What is needed: Extract each line from the entries below that has the string "blue" in it.

--- Material shown Enclosed Below ---

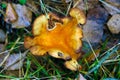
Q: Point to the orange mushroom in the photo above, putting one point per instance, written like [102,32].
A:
[59,37]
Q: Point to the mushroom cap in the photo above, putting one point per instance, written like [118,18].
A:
[62,41]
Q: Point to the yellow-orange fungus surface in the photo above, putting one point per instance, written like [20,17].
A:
[59,37]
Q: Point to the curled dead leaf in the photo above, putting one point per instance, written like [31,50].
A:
[63,40]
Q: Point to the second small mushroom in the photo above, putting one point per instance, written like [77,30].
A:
[59,37]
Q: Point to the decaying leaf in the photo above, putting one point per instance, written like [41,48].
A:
[18,15]
[60,37]
[14,61]
[93,29]
[2,36]
[25,16]
[80,77]
[114,24]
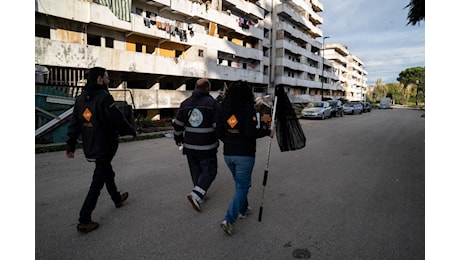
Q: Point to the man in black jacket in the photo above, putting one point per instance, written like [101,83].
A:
[99,122]
[194,130]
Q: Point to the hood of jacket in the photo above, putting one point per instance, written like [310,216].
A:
[90,90]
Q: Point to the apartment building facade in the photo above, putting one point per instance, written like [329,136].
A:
[350,71]
[156,49]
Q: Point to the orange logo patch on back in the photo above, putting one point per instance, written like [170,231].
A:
[87,114]
[232,121]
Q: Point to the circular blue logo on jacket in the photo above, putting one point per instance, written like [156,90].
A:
[196,118]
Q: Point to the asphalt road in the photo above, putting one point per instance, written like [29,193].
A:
[356,191]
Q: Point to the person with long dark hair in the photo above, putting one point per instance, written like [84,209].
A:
[238,127]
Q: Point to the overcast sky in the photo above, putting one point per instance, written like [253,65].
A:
[376,32]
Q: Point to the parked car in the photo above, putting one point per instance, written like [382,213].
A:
[352,108]
[366,107]
[317,109]
[336,107]
[384,106]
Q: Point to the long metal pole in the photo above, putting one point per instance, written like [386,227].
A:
[322,73]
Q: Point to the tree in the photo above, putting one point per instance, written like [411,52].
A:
[416,12]
[413,76]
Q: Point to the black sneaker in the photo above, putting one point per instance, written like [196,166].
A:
[226,227]
[124,196]
[87,227]
[245,214]
[194,202]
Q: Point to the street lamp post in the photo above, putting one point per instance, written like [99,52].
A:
[362,84]
[322,73]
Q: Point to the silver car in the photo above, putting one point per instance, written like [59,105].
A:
[317,109]
[353,108]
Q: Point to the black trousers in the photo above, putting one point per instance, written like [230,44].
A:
[103,174]
[203,170]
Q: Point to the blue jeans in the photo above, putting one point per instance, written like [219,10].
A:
[241,169]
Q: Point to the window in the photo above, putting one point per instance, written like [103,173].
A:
[138,47]
[94,40]
[42,31]
[109,42]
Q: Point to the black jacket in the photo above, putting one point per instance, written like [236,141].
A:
[239,131]
[195,123]
[99,122]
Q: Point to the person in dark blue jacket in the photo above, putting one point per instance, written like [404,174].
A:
[238,127]
[194,131]
[99,123]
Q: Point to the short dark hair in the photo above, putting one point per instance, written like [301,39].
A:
[202,84]
[94,73]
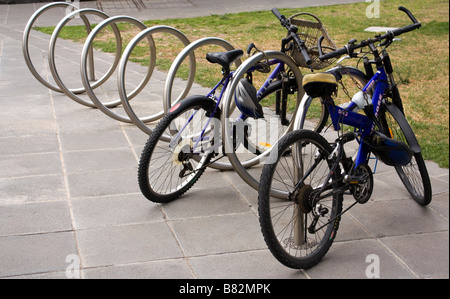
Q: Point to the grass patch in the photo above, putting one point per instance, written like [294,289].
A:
[420,61]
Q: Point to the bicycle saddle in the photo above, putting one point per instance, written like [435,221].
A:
[225,59]
[320,85]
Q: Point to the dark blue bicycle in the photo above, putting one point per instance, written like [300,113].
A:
[314,174]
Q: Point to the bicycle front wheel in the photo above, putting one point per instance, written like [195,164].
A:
[178,151]
[300,227]
[414,176]
[248,143]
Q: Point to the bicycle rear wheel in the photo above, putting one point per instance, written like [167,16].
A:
[414,176]
[300,227]
[178,150]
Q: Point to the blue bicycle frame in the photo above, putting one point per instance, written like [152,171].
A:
[360,122]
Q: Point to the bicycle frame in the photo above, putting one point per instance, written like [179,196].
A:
[224,83]
[363,123]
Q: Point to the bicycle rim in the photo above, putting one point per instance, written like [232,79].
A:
[285,222]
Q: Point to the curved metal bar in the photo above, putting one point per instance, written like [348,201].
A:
[167,95]
[25,42]
[140,122]
[83,67]
[239,167]
[51,56]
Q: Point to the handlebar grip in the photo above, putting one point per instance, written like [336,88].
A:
[277,13]
[409,13]
[306,56]
[408,28]
[333,54]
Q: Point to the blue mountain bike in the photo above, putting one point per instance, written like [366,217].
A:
[314,174]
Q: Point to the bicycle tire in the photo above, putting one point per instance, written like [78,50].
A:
[160,165]
[298,248]
[414,176]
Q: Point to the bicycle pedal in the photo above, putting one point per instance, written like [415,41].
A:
[357,179]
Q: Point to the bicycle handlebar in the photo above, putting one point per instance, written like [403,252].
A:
[349,48]
[293,35]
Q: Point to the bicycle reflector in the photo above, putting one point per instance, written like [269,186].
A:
[246,99]
[392,152]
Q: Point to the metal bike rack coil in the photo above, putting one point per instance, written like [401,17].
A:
[140,122]
[84,60]
[188,51]
[51,56]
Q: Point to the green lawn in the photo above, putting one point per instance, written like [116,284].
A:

--- End of Enclosed Material shown ---

Expected output:
Q: Point to the circular blue logo on jacket in the photo above, putting one point per instance, written like [156,90].
Q: Point to the blue jeans in the photo above, putting one point per instance, written like [219,10].
Q: Point to the person in dark blue jacket in the photo above, putting one point per instance, written like [404,174].
Q: Point to the dark blue bicycle in the photo above, putting one point per instance, written like [300,113].
Q: Point to the blue bicycle frame in the photo above, putting one point per instance, written like [152,171].
Q: Point to the blue mountain bike in the photo above, putting one point per instance, written like [366,217].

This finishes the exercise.